■ **Textauszug**
Öffentliche Bauten Nach 1945 August 2011
Als die Beethovenhalle in Bonn 1984 ihren 25. Geburtstag feierte, waren viele Bürgerinnen und Bürger dabei. Es gab einen Empfang, einen großen Ball und ein Jubiläumskonzert. So etwas hätten sich die Bonner ebenfalls zum Fünfzigsten ihrer guten Stube gewünscht, doch das lehnte die Stadtverwaltung ab. Es seien keine Veranstaltungen geplant, weil die Beethovenhalle zugunsten eines Festspielhauses abgerissen werde, hieß es. Dagegen gab es viele Proteste. Schließlich wurde das Projekt - ohne dass eine Entscheidung getroffen wurde - auf Eis gelegt.
Die 1957-59 erbaute Beethovenhalle ist die dritte, die den Namen des großen Sohnes Bonns trägt. Die erste wurde 1845 neben der Franziskanerkirche errichtet und aus Gründen des Brandschutzes kurz darauf wieder abgebrochen. Zur Feier des 100. Geburtstages Beethovens entstand an der Brückenstraße - heute Berliner Freiheit - die zweite Halle. Sie war mit Plätzen für 1.500 Besucher wie ihre Nachfolgerin ein Multifunktionsbau, 1944 wurde sie durch Bomben zerstört.
Obwohl die Schaffung von Wohnraum Priorität hatte, diskutierte man bereits kurz nach Ende des Zweiten Weltkriegs den Neubau eines Festhauses. Die Finanzierung wurde damals unter anderem durch Benefizkonzerte internationaler Künstler ermöglicht. Vor allem waren es aber die Bonner Bürger, die in den wirtschaftlich schwierigen Nachkriegszeiten eine Million Mark bereitstellten.

(Gespeicherte Dateneinträge)

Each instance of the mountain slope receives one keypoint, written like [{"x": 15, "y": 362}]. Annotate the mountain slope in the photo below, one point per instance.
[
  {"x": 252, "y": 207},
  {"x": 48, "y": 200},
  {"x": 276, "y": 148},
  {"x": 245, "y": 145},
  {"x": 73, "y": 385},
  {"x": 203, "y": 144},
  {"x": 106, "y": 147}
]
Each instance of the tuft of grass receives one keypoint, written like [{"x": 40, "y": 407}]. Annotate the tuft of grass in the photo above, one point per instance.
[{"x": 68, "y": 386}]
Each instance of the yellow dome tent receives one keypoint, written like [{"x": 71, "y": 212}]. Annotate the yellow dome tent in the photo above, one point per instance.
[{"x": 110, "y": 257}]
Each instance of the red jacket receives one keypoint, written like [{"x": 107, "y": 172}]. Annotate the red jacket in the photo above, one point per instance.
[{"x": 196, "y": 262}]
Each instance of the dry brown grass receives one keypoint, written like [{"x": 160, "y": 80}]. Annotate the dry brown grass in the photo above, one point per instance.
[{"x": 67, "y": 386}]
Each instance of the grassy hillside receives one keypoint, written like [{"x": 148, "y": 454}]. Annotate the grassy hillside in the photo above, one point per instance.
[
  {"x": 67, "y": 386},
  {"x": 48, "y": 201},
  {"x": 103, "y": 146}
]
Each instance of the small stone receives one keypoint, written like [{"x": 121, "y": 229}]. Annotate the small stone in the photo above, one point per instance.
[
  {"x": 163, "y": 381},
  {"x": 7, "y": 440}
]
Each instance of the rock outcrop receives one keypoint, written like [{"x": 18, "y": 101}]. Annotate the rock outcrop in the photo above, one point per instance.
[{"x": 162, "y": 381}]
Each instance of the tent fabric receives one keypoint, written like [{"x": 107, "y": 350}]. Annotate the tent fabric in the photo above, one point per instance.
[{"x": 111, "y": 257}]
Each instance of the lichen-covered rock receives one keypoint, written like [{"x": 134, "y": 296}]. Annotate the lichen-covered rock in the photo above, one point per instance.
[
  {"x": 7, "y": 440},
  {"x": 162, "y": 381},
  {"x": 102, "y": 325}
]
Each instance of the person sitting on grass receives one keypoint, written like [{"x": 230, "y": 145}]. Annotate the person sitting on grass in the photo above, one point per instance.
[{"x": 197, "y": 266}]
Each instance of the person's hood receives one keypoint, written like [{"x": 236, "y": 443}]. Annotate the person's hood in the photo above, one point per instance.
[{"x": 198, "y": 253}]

■ **Arbeitsauftrag A**
Gib aus dem Textauszug über die Beethovenhalle den Abschnitt wörtlich wieder, der mit den Worten „Die 1957-59 erbaute“ einsetzt und mit „Million Mark bereitstellten.“ schließt.
■ **Arbeitsauftrag B**
Für wie viele Besucher bot die zweite Beethovenhalle laut dem Textauszug Platz?

■ **Schriftliche Antwort A**
Die 1957-59 erbaute Beethovenhalle ist die dritte, die den Namen des großen Sohnes Bonns trägt. Die erste wurde 1845 neben der Franziskanerkirche errichtet und aus Gründen des Brandschutzes kurz darauf wieder abgebrochen. Zur Feier des 100. Geburtstages Beethovens entstand an der Brückenstraße - heute Berliner Freiheit - die zweite Halle. Sie war mit Plätzen für 1.500 Besucher wie ihre Nachfolgerin ein Multifunktionsbau, 1944 wurde sie durch Bomben zerstört.
Obwohl die Schaffung von Wohnraum Priorität hatte, diskutierte man bereits kurz nach Ende des Zweiten Weltkriegs den Neubau eines Festhauses. Die Finanzierung wurde damals unter anderem durch Benefizkonzerte internationaler Künstler ermöglicht. Vor allem waren es aber die Bonner Bürger, die in den wirtschaftlich schwierigen Nachkriegszeiten eine Million Mark bereitstellten.

■ **Schriftliche Antwort B**
Für 1.500 Besucher.